>> BEGIN RECORDED DATA

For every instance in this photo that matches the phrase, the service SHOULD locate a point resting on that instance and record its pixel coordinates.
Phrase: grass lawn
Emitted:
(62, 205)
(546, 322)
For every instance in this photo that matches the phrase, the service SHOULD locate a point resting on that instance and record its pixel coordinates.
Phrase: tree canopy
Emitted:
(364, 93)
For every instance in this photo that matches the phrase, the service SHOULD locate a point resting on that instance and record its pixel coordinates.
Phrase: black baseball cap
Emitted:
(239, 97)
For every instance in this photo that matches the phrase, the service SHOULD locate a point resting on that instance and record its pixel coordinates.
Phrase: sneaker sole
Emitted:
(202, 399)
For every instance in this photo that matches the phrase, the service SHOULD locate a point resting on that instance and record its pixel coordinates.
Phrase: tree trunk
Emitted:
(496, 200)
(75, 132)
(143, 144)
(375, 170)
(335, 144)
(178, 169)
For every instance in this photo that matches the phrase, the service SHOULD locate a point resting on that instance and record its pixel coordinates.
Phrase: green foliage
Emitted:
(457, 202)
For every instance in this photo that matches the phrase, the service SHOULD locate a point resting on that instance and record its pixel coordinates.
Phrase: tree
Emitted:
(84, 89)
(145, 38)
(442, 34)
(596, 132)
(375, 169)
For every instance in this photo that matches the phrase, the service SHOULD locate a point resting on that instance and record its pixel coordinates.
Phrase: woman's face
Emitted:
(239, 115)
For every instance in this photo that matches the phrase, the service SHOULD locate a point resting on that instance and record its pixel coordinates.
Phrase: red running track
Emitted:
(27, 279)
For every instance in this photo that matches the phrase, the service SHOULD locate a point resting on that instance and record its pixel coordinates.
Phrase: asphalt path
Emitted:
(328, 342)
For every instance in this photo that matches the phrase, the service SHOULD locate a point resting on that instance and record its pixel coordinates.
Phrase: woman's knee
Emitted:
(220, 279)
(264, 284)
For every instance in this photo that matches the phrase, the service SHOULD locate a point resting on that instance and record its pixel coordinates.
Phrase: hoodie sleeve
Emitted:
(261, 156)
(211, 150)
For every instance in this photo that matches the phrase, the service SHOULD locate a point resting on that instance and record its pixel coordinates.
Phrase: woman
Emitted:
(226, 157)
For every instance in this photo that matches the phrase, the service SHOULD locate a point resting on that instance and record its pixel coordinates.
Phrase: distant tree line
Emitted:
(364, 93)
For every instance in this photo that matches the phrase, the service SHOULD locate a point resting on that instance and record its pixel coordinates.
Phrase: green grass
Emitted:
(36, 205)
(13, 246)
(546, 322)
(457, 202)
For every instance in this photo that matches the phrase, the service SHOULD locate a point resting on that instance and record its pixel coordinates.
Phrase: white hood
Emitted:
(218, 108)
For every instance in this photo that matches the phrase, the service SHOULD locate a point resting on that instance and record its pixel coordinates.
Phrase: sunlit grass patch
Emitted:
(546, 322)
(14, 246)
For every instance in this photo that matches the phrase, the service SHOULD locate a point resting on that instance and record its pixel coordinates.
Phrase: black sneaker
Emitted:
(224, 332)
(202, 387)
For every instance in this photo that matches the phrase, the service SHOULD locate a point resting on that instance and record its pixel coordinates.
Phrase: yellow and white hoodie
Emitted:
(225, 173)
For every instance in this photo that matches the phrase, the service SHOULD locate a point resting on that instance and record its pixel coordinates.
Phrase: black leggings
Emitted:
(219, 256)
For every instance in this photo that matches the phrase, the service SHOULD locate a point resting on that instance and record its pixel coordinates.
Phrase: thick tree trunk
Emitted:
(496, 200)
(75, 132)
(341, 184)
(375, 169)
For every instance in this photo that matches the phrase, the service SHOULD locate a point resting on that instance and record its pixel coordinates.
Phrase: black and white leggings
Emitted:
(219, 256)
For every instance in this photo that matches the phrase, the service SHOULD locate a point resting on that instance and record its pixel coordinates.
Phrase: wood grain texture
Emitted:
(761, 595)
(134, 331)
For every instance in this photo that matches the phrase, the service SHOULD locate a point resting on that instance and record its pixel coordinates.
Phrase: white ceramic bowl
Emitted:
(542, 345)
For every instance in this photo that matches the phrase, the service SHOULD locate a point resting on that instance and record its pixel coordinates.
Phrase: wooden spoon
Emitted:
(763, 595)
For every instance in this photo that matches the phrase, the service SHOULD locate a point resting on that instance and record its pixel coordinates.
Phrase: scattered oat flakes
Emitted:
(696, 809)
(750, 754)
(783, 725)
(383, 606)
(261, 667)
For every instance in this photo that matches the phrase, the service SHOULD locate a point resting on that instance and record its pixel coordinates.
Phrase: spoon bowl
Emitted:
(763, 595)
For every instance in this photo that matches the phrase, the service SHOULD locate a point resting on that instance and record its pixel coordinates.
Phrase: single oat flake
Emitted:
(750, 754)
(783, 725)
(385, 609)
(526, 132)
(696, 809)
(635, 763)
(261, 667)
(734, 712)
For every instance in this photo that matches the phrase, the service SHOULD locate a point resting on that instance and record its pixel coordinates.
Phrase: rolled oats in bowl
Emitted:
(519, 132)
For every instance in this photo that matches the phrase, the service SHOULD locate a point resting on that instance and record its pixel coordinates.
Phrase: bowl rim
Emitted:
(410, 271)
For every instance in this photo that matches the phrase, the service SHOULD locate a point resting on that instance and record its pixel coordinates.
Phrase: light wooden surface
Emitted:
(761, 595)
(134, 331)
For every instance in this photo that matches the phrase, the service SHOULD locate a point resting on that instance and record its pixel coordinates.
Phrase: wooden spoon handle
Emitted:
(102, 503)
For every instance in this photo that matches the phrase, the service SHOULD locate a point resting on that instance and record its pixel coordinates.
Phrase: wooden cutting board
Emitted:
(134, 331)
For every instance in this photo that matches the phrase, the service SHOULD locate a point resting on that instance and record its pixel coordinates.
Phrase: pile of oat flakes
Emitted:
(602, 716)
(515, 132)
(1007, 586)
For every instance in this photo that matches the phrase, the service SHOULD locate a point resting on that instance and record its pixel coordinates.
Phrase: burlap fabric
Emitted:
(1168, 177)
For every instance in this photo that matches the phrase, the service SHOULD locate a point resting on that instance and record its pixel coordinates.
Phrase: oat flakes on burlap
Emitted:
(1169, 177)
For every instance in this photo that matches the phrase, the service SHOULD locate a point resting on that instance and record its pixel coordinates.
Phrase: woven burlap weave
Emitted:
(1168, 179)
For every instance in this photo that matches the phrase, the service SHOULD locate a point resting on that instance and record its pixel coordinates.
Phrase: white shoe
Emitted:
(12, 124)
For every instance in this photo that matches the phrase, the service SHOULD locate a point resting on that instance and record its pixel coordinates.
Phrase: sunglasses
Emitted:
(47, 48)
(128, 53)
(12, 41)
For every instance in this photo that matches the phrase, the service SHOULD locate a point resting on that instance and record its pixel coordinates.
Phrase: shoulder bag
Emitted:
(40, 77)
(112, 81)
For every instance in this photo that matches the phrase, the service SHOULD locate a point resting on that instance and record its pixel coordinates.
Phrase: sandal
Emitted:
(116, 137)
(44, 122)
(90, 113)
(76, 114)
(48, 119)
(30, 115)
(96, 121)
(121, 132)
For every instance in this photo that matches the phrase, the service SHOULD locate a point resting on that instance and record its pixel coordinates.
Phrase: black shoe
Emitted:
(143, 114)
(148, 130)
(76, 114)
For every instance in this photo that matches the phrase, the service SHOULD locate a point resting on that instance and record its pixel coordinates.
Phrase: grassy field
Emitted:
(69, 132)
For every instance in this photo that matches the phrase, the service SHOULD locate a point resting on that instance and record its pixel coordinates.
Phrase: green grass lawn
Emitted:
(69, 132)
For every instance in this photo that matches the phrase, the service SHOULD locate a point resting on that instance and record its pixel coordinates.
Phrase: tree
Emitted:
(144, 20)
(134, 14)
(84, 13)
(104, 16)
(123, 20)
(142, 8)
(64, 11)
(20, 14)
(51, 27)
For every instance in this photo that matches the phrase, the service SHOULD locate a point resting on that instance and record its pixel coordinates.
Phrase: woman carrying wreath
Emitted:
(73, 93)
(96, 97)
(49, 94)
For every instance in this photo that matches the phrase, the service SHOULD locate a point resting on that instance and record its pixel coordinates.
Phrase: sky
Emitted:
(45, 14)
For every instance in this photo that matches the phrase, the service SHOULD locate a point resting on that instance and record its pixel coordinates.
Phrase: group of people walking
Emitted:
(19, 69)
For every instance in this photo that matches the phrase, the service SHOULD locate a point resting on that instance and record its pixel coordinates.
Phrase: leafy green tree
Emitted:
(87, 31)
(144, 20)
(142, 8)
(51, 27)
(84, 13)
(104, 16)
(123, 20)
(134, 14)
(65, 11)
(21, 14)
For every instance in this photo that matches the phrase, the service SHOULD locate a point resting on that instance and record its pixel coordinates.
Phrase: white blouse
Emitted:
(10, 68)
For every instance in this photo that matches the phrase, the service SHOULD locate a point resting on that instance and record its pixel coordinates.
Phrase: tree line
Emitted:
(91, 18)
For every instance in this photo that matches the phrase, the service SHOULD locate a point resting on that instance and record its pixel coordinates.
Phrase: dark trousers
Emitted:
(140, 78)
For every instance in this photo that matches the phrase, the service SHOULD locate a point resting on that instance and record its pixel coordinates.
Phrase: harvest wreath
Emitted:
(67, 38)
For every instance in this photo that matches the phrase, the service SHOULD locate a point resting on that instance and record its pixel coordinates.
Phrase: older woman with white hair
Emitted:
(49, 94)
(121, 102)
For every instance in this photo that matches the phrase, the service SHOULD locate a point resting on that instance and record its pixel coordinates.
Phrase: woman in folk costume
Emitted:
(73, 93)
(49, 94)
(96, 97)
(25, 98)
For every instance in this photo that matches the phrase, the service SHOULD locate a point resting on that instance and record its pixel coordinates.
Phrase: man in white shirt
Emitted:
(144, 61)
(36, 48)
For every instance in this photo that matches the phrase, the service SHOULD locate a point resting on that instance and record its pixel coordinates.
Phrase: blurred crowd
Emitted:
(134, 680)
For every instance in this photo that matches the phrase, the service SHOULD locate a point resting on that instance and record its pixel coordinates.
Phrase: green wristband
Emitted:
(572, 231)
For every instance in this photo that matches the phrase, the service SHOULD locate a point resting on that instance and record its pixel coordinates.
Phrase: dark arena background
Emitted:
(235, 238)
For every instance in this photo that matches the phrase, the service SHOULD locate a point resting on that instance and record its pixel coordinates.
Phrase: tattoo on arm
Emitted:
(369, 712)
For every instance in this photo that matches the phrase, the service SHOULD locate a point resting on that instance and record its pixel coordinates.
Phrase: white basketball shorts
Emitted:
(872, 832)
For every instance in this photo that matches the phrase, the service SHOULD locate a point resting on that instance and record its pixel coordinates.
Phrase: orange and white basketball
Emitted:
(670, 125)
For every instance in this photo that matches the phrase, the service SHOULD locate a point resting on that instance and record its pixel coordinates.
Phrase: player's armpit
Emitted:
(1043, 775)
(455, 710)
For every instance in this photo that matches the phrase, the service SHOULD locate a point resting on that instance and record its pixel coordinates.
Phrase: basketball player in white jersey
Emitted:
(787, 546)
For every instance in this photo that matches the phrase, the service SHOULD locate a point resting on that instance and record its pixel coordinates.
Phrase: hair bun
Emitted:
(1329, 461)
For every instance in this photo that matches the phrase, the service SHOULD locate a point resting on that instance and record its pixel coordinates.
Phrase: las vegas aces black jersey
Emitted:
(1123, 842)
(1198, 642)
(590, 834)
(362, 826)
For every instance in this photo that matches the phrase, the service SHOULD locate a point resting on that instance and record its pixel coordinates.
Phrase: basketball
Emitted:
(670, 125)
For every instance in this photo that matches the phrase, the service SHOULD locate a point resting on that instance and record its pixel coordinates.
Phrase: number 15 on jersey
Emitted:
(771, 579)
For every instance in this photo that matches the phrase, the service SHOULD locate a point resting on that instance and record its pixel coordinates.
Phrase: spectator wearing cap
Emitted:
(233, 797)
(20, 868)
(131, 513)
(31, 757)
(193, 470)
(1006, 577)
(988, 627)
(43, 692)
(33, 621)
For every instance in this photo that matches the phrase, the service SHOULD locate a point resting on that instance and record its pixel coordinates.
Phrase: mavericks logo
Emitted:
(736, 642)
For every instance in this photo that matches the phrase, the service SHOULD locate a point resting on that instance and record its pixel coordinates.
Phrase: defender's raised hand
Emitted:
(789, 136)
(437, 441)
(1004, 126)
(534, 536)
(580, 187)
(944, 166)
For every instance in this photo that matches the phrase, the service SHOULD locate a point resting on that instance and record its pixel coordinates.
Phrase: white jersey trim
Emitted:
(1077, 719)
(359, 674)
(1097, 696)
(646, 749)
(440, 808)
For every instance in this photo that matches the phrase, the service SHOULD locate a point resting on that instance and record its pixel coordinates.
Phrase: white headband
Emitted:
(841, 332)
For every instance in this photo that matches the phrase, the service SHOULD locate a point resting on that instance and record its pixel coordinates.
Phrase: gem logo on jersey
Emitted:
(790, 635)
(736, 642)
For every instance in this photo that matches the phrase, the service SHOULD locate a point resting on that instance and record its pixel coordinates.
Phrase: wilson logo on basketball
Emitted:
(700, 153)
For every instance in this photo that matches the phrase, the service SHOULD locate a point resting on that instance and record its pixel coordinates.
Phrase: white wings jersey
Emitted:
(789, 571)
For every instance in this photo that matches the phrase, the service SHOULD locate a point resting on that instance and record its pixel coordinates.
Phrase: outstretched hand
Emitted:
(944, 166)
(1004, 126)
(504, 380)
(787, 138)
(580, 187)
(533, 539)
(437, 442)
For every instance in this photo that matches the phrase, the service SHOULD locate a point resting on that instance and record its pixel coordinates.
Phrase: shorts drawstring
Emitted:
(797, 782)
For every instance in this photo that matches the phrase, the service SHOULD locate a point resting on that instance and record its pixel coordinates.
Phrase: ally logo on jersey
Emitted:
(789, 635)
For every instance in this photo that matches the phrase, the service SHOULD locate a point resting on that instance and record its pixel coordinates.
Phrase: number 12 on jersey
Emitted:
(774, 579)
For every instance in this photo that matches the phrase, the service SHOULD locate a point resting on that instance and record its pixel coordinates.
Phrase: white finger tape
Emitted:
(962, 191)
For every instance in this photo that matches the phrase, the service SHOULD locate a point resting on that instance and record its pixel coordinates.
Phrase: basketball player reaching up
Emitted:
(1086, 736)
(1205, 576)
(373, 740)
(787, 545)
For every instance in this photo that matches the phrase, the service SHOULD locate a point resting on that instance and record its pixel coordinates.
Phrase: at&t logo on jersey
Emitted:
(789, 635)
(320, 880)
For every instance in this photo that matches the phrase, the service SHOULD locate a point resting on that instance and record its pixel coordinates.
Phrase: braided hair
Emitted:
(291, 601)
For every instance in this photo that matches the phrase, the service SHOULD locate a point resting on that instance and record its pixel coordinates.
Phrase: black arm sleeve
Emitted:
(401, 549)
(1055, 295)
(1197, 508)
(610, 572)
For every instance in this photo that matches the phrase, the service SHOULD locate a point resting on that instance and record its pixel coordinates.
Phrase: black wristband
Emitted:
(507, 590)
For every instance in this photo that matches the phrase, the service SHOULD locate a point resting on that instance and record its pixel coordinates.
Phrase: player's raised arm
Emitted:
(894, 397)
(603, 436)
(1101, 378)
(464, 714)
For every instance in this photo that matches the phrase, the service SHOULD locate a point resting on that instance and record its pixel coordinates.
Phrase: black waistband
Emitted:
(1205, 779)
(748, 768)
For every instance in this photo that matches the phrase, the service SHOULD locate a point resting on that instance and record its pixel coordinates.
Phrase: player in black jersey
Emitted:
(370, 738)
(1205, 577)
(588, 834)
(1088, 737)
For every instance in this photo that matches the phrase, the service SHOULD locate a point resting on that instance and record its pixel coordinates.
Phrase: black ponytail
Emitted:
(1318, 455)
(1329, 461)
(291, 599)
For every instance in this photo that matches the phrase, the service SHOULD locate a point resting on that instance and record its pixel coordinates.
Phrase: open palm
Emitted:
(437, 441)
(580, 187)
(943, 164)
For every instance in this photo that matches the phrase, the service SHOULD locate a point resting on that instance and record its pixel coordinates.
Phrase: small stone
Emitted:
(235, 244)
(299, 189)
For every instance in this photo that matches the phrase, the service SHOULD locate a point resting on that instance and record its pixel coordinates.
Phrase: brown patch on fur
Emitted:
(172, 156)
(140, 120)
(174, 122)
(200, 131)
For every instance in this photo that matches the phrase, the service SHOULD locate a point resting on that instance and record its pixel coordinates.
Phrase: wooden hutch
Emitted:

>> END RECORDED DATA

EXERCISE OBJECTIVE
Count the lines in the listing above that contain the string "jersey", treating uppercase and lowercase as different, and reply with only that number.

THE RESPONSE
10